Aufgabe:
Geben Sie aus dem Leitsatz zum Straßenradrennen den Wortlaut von „1. Sind bei“ bis einschließlich „Kreuzungsbereich durchfahren will.“ unverändert wieder.

Leitsatz (amtlich)
1. Sind bei einem Straßenradrennen an einer Kreuzung zur Regelung des Verkehrs "bei Bedarf" Polizeibeamte eingesetzt, die in der ersten Runde das Rennfeld vor dem an sich bevorrechtigten (Quer)Verkehr der übergeordneten Straße abgeschirmt haben, darf ein Rennteilnehmer auch dann in späteren Runden eine eben solche Regelung erwarten, wenn er außerhalb eines geschlossenen Feldes als Einzelfahrer den Kreuzungsbereich durchfahren will.
2. Umstände, die eine solche Erwartung in Frage stellen, können ein Mitverschulden des Rennteilnehmers an einem Unfall mit einem an sich bevorrechtigten Verkehrsteilnehmer begründen.
3. Zur Einzel- und Gesamtabwägung im Falle der Nebentäterschaft von Unfallbeteiligtem und haftender Anstellungskörperschaft.

Datenblock:
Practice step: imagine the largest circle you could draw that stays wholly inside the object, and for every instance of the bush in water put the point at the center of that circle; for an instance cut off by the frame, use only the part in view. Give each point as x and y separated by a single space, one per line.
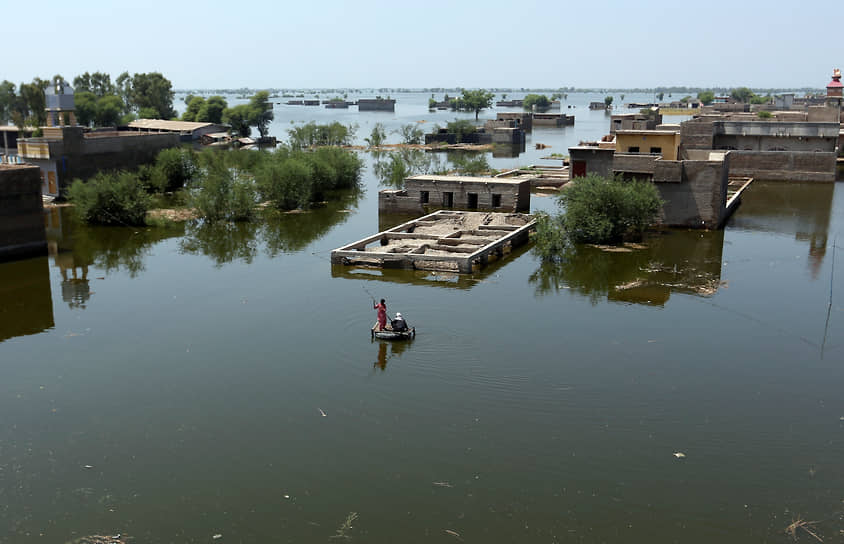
110 198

Vollständige Ausgabe:
1. Sind bei einem Straßenradrennen an einer Kreuzung zur Regelung des Verkehrs "bei Bedarf" Polizeibeamte eingesetzt, die in der ersten Runde das Rennfeld vor dem an sich bevorrechtigten (Quer)Verkehr der übergeordneten Straße abgeschirmt haben, darf ein Rennteilnehmer auch dann in späteren Runden eine eben solche Regelung erwarten, wenn er außerhalb eines geschlossenen Feldes als Einzelfahrer den Kreuzungsbereich durchfahren will.